## Artikel
Pemerintah telah resmi mencatat revisi UU TNI oleh DPR RI melalui UU No. 3 Tahun 2025 Tentang Perubahan Atas UU No. 34/2004, diundangkan di Jakarta, 26 Maret 2025, dalam Lembaran Negara Republik Indonesia Tahun 2025 Nomor 35.
Kami menilai UU TNI memiliki cacat formal karena pembahasan dan pengesahannya yang dilakukan terlalu cepat. Pemerintah dan DPR sangat tergesa gesa dan terkesan menutup ruang perubahan mendasar UU TNI sebagaimana mandat Reformasi sehingga menyisakan banyak masalah substansial.
Kami menilai revisi UU TNI juga tidak dirancang untuk mewujudkan transformasi tentara yang profesional dan modern. Agenda modernisasi alutsista, kesejahteraan prajurit, reformasi peradilan militer juatru tidak menjadi agenda pembahasan dalam revisi UU TNI. Justru yang terjadi sebaliknya, revisi UU TNI bertentangan dengan upaya profesionalisme militer dengan melegalisasi ruang untuk menduduki jabatan sipil (dwi fungsi) dengan dalih operasi selain perang, yang justru selama ini ilegal karena melanggar UU TNI itu sendiri.
Operasi Militer Selain Perang (OMSP) Sarat Nuansa Orde Baru: Pelaksana Proyek
Koalisi mencatat, ada penyelundupan prinsip dasar yang harus ditolak yakni tugas operasi militer selain perang (OMSP) tidak lagi memerlukan keputusan politik negara, sebagaimana dimuat dalam Pasal 7 ayat (4).
Padahal, di dalam UU TNI Nomor 34 tahun 2004, tugas OMSP harus melalui keputusan politik negara, yakni keputusan Presiden dengan pertimbangan DPR.
Penjelasan Pasal 7 Revisi UU TNI, militer dapat melakukan OMSP hanya dengan cara pemerintah menginformasikan saja kepada DPR. Itu artinya, militer bisa masuk kembali dalam menjaga keamanan dalam negeri dan wilayah sipil dengan ruang yang lebih luas untuk menghadapi ancaman yang ada, seperti pernah terjadi pada masa Orde Baru. Dengan demikian, pasal ini akan memperluas masuknya militer dalam wilayah sipil. Secara politik, Pasal ini menjadi legitimisasi dan justifikasi dari praktik penyimpangan yang selama ini terjadi, di mana militer sudah mulai terlibat dalam pelaksanaan program pemerintah, seperti program cetak sawah, ketahanan pangan, menjaga Proyek Strategis Nasional, dan lainnya. Jika membaca Pasal ini, secara genealogi kekuasaan Pemerintah saat ini akan menggunakan militer untuk mensukseskan program pemerintah, seperti pernah terjadi pada masa Orde Baru dengan dalih operasi selain perang. Ini yang sering disebut dengan sekuritisasi.

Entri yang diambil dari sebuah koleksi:

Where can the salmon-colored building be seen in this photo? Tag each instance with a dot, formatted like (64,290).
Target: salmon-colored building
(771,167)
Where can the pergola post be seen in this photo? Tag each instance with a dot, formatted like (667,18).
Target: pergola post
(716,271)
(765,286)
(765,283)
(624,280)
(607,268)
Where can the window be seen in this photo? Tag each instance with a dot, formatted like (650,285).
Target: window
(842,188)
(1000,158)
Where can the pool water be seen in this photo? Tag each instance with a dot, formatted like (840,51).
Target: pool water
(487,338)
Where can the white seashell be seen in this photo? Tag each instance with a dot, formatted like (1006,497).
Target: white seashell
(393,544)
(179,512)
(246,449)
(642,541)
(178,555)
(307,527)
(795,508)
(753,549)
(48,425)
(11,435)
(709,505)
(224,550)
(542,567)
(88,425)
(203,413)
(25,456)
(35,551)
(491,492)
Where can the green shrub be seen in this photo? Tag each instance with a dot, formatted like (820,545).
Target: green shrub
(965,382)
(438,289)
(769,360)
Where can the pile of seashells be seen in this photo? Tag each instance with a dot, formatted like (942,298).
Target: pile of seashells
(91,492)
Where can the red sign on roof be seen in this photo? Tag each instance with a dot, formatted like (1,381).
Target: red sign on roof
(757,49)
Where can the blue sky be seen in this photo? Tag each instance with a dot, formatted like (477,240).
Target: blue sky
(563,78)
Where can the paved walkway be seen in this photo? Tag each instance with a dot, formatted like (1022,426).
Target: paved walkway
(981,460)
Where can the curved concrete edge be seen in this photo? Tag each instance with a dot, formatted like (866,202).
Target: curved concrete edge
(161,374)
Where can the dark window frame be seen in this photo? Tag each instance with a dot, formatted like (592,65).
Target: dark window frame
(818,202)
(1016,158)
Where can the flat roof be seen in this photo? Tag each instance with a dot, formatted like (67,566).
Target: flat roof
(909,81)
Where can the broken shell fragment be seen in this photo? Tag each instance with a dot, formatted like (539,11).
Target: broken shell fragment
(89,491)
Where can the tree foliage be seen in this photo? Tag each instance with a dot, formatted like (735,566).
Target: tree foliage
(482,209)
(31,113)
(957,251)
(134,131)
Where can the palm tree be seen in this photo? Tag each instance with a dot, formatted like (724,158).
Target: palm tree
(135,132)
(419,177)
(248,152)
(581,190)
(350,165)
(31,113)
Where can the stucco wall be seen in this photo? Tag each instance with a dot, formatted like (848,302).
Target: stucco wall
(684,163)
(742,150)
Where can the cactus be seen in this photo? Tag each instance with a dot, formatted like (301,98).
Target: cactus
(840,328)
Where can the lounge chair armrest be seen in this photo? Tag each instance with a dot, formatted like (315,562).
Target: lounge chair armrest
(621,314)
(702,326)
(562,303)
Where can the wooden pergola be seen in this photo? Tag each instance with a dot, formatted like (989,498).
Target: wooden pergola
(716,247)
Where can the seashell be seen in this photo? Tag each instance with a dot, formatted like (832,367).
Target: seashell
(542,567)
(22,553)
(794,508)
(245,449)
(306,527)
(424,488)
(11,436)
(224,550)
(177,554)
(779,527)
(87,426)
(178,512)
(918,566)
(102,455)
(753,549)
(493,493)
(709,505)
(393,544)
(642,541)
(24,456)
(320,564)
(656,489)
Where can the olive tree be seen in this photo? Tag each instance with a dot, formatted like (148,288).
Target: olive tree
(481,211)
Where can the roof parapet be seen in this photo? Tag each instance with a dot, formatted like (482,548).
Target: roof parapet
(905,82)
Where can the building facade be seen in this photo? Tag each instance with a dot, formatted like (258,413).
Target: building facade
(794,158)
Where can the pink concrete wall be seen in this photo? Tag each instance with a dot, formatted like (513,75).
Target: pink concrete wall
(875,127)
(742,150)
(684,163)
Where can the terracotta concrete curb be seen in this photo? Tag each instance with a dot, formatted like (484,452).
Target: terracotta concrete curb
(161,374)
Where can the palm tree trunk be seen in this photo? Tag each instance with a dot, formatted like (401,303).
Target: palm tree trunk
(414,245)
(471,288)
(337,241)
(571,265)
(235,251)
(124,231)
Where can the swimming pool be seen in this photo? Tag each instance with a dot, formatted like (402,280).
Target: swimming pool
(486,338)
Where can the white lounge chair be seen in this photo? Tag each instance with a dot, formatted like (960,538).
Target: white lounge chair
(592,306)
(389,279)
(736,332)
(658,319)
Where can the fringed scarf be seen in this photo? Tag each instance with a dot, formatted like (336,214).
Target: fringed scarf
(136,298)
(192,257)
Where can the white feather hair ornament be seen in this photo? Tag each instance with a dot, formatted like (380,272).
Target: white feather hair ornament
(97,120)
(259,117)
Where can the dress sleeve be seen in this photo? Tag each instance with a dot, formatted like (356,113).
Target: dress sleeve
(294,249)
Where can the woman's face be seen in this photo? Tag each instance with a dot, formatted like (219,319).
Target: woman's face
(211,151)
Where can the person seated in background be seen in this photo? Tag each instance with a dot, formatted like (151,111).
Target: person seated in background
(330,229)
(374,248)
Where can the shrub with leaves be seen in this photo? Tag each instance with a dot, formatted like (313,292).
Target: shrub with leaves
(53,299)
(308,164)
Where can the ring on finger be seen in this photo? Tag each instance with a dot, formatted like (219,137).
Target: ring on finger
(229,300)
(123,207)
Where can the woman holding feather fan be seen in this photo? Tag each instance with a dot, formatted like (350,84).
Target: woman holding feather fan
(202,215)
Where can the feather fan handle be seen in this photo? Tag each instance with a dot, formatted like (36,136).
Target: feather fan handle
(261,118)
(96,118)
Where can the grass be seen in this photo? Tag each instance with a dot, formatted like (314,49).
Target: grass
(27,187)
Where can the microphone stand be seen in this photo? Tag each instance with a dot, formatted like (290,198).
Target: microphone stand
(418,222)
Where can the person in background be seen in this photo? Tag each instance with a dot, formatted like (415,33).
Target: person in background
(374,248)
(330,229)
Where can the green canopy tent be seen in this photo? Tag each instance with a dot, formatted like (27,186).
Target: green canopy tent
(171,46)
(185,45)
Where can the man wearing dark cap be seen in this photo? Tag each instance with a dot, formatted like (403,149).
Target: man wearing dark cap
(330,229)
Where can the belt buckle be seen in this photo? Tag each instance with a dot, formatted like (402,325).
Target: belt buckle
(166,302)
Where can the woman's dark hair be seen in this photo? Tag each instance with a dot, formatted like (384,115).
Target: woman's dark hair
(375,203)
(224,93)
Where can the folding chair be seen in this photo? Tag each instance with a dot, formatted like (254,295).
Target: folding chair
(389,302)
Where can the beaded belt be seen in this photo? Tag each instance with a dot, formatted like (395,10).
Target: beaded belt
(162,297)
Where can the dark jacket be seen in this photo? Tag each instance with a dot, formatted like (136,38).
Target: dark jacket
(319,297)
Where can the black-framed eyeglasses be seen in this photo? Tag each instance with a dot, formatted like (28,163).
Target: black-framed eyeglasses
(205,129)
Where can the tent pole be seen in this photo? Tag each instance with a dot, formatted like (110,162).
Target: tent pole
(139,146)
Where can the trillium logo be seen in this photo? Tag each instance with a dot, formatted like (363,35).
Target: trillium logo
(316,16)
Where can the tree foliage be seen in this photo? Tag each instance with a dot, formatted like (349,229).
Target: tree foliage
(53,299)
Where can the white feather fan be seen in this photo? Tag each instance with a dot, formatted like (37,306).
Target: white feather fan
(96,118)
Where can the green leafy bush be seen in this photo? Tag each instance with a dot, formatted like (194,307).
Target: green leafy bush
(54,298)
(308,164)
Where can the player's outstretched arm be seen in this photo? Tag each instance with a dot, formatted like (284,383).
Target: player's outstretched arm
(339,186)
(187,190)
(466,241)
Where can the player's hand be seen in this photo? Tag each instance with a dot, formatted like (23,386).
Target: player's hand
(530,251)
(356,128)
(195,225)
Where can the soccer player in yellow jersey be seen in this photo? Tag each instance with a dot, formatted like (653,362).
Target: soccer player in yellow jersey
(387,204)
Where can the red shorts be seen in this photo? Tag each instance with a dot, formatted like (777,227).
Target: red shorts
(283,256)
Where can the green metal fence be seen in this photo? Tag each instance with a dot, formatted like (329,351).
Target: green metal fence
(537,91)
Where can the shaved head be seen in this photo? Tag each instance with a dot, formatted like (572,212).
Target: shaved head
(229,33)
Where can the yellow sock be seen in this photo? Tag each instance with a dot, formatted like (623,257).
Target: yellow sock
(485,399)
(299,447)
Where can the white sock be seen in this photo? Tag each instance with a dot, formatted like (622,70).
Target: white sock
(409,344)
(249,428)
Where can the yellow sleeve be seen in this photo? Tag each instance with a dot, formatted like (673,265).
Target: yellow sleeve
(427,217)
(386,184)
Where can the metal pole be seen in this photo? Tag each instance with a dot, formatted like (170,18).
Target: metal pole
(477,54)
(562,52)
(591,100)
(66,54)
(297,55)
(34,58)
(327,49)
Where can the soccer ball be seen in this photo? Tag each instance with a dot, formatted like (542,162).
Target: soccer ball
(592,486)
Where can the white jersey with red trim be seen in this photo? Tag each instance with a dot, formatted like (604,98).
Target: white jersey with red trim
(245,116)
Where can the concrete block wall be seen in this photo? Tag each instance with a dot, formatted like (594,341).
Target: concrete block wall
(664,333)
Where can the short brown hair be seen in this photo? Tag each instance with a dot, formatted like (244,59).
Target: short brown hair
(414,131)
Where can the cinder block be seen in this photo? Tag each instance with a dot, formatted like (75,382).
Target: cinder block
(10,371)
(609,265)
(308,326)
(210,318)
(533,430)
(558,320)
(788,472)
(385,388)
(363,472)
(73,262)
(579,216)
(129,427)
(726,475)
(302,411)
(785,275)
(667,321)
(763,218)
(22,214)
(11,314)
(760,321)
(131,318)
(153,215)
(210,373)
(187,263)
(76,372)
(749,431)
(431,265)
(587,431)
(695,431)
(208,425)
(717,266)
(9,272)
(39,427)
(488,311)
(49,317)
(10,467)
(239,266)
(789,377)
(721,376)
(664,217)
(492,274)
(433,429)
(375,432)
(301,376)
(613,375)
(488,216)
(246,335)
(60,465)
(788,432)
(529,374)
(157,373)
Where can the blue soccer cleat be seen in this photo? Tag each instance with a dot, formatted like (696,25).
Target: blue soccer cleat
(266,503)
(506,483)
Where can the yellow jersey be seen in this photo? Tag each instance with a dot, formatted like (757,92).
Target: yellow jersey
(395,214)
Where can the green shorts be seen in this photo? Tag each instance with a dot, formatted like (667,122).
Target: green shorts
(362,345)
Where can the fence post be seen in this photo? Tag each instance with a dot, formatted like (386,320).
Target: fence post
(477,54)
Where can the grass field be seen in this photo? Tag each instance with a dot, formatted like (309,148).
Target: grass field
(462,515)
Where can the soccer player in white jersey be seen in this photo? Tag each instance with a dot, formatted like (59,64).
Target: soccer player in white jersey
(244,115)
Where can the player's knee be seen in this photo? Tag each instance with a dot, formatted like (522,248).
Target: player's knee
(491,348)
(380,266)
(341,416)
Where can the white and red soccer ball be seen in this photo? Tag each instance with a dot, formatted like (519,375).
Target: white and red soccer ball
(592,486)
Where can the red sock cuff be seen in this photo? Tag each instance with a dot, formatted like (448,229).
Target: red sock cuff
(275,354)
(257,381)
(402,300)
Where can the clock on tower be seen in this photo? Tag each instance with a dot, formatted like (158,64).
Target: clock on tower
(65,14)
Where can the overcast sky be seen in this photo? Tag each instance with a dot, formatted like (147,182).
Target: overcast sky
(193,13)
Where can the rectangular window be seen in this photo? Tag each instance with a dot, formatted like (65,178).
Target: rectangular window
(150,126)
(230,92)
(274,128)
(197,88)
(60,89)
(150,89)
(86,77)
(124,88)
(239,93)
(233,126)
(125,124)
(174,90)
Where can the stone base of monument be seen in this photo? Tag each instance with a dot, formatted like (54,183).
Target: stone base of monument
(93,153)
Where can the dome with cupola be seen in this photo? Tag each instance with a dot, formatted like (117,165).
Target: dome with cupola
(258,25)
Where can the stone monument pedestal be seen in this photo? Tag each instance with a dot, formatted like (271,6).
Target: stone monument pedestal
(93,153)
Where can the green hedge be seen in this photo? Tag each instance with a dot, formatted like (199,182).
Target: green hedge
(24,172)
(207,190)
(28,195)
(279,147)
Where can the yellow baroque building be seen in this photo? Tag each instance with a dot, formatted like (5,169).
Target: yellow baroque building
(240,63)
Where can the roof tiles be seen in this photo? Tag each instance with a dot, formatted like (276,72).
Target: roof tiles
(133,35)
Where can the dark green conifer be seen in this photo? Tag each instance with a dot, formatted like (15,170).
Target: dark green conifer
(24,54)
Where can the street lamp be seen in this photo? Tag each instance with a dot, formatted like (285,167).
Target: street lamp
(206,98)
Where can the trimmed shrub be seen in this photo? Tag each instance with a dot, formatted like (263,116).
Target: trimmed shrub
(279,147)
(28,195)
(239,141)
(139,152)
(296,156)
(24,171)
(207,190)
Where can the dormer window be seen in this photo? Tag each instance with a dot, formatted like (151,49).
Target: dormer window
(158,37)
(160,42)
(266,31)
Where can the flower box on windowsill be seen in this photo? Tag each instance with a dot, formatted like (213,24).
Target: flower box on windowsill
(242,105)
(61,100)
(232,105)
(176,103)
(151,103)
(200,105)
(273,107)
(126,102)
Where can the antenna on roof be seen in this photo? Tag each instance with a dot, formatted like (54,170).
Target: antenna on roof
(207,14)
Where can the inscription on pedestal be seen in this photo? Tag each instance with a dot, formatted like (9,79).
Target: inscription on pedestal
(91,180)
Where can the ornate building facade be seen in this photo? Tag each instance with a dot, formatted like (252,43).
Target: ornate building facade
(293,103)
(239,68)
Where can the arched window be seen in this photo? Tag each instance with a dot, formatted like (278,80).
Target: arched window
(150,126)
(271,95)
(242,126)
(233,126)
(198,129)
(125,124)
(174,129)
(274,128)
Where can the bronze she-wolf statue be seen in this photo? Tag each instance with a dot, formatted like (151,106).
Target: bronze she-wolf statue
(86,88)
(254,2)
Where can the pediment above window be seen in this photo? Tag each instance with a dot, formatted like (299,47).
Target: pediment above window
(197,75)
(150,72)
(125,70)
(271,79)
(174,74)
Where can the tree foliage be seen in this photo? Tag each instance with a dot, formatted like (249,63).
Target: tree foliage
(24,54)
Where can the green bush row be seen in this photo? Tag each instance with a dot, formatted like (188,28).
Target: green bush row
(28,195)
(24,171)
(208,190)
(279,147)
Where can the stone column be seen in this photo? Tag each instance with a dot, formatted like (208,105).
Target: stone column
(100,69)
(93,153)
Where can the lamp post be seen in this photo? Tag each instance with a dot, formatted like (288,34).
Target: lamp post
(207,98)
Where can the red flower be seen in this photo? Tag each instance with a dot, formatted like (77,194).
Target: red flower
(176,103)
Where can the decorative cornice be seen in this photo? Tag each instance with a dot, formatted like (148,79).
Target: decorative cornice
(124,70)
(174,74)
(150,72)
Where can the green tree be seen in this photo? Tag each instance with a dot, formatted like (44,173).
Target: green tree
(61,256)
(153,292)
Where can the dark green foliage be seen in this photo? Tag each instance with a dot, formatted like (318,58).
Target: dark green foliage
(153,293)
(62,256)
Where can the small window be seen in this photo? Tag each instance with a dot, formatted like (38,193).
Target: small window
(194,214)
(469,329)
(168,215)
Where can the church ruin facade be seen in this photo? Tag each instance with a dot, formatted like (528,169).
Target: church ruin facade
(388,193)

## Set Latihan
(a) Sebutkan jumlah baris di atas yang memuat kata "shaved". Jawab hanya dengan angka.
(b) Teruskan artikel tentang revisi UU TNI, dimulai setelah kalimat terakhirnya.

## Hasil Tugas
(a) 2

(b)
Pengaturan OMSP yang akan diatur lebih lanjut dalam PP atau Perpres sebagaimana diatur UU TNI yang baru tidak membuat UU TNI akan memberikan fungsi delegasi yang lebih baik dalam mengatur TNI ketika menjalankan OMSP. Hal itu karena penjelasan pengaturan tentang OMSP dalam UU TNI baru sudah menjelaskan bahwa untuk melaksanakan operasi selain perang, pemerintah cukup menginformasikan saja kepada DPR. Karena itu, PP dan Perpres yang akan mengatur hal ini tidak bisa menabrak Penjelasan itu. UU TNI pada dasarnya bermasalah dan tetap membuka ruang besar kembalinya militer masuk dalam wilayah sipil.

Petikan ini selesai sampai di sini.